Directive
Continue the passage below about Mary and the society she grew up in, picking up right after its last sentence.

Excerpt
──────────

Mary would have been young. Jewish girls in the first century came of age and were marriageable at puberty, set at twelve and a half years. The raw conservative culture of an obscure Galilean village - as opposed to the sophistication of the capital city, or even of Romanised cities in northern Israel, Sepphoris, Tiberius and Caesarea - would have ostracised and made an example of a girl suspected of breaking the taboos of her society, by becoming pregnant outside of wedlock. She would have had a rough time.
Violence was not just prevalent in ancient Jewish society (as it was in most other societies and still is in some) but was a matter of course in the discipline of children. There are many biblical and talmudic references of the need to discipline a child through corporal punishment, lest the child not learn from his or her mistakes and wrongdoing, and this led later to capital penalties such as stoning, burning, decapitation or strangling which were all permitted in ancient Jewish law for such crimes as idolatry, adultery, incest and murder. There are clear references to the situations in which fathers may beat their sons (and by implication, daughters) severely to avoid the disgrace of the child incurring the death penalty later, or even rules about when a father shall not be punished if he actually kills his son in the course of discipline. Mary was a child of this society and culture.

──────────

Object pointing data rows:
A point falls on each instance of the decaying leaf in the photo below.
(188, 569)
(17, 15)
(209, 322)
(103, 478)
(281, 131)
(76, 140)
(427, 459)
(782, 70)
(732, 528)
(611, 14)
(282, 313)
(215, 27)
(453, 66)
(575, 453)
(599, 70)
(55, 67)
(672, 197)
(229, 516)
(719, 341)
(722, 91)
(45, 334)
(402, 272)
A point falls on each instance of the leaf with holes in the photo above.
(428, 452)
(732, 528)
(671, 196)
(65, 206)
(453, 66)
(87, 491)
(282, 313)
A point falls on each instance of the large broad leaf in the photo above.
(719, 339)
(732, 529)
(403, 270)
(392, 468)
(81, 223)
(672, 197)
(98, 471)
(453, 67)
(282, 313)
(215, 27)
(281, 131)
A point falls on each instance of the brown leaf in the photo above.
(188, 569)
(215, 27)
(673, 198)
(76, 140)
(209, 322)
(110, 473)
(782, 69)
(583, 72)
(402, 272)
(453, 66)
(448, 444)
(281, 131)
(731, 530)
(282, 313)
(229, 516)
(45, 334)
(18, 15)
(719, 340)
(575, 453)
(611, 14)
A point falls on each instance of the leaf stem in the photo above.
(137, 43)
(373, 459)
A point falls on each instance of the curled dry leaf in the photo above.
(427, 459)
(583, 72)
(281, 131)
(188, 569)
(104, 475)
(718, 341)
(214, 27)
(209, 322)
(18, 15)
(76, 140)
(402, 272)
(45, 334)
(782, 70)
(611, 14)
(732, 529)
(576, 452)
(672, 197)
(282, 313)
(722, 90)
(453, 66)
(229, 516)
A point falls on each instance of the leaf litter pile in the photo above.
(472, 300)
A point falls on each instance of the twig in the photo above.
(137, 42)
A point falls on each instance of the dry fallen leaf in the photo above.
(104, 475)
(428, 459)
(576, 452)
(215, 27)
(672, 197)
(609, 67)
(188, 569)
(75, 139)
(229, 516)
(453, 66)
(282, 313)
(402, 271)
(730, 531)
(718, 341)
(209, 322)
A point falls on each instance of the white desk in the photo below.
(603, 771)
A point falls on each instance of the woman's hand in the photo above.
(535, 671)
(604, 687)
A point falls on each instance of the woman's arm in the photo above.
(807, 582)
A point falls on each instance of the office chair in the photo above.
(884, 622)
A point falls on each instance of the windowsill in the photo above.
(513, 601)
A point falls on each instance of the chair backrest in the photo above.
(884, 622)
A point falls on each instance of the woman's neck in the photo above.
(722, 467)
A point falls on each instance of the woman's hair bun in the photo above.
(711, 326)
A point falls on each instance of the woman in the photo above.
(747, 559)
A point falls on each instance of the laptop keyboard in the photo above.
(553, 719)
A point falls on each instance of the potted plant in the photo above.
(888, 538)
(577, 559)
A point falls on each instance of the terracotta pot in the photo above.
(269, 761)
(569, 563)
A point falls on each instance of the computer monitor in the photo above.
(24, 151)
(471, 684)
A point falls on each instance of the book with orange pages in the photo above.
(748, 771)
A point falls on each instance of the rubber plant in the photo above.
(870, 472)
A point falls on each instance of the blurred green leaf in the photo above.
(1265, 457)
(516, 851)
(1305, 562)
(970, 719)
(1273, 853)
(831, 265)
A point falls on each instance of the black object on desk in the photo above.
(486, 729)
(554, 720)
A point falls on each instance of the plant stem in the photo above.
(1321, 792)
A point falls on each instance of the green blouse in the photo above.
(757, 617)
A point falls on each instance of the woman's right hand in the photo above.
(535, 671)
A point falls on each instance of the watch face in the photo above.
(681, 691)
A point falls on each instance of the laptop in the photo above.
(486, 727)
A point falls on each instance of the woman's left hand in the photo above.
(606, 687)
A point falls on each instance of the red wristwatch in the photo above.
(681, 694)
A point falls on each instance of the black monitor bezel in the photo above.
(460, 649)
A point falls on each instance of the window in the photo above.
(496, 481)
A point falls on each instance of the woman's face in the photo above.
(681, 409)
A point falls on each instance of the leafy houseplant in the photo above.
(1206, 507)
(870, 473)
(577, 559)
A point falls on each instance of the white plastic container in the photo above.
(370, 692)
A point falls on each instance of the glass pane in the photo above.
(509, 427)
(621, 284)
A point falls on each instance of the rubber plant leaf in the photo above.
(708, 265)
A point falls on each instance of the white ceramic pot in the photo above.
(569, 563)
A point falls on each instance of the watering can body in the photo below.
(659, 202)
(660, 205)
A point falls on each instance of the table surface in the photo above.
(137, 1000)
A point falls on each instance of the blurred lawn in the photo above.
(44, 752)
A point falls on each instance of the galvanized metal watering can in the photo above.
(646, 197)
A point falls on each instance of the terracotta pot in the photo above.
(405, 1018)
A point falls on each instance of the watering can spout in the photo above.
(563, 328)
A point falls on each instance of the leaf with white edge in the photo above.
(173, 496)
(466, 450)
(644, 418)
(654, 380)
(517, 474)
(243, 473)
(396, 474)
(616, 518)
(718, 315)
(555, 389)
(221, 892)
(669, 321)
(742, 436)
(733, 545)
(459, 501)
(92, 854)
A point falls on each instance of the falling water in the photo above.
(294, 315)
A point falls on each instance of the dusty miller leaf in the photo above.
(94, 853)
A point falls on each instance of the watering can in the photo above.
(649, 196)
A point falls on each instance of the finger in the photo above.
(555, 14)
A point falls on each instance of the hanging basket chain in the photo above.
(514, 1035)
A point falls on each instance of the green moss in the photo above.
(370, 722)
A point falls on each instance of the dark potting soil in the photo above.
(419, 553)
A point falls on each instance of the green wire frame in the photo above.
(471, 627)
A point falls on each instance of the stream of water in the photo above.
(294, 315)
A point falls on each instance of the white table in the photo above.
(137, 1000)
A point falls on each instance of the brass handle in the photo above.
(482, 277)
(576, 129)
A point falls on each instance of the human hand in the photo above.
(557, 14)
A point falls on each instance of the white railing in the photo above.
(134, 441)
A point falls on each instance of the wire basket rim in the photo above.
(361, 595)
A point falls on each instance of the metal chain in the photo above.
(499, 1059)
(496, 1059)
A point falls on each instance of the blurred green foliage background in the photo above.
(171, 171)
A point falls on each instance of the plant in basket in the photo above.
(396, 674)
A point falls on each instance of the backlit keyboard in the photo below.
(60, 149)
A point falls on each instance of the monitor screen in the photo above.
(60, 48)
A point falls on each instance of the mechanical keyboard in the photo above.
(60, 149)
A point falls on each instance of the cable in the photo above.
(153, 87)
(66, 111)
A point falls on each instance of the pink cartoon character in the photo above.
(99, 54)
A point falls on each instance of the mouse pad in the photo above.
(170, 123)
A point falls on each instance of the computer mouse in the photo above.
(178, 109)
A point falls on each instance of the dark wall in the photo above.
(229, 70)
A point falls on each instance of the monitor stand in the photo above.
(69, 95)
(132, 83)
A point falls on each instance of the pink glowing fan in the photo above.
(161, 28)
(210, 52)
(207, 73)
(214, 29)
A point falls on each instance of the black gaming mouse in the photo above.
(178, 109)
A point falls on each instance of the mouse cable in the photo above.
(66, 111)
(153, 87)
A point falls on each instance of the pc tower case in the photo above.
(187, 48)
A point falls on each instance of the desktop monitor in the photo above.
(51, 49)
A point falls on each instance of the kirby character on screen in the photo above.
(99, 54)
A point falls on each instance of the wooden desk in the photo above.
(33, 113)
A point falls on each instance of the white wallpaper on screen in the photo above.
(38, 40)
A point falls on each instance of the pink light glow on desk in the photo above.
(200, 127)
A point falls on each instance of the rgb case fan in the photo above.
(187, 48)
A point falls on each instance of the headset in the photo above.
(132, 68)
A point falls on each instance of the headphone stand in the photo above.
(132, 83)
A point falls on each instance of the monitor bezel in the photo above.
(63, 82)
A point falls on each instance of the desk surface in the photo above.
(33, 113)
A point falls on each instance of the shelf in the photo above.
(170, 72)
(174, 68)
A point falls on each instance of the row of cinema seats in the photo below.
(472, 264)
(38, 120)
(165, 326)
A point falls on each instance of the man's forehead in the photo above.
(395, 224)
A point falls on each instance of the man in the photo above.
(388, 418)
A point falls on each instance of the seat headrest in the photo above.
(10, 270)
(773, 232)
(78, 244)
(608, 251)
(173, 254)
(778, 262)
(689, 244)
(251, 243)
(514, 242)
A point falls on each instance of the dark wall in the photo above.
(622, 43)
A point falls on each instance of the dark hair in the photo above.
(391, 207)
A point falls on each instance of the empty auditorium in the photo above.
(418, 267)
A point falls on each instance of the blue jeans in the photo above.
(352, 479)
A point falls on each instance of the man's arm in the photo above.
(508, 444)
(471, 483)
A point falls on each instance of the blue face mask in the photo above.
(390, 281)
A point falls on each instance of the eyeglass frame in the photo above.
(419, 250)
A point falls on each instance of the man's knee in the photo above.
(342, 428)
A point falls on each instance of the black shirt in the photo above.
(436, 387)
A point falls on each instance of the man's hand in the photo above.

──────────

Task output
This book then, is my vision of the Madonna. It is my painting, my Madonna and Child. It is as valid as all those statues, old masters. You may not like it, but I am entitled to offer my interpretation too. It may not be true, this is after all presented as a novel, as fiction, but perhaps it holds within it a grain of truth. As her son famously said at his trial by the Roman Governor, ‘what is truth?’
Today in the twenty first century, there are still girls and young women suffering as I depict Mary did. It is still lawful in a few countries, mainly in the Middle East, to condemn children to death and even the United States only banned the use of the death penalty for under eighteen year olds a couple of years ago by a 5-4 margin at the Supreme Court, after years of campaigning by many both in and outside the USA. Still girls are murdered by their brothers, uncles, fathers even, because of some chauvinist tribal tradition that holds a girl in shame and disgrace because she has been raped or tried to escape from some forced or abusive marriage. There are still girls like Rachel in this story, trafficked and sold into the sex trade and then treated as criminals instead of victims. There are still girls and young women condemned to be executed because of the sin of sex outside marriage. If you do not believe me, look at the files held by various human rights organisations.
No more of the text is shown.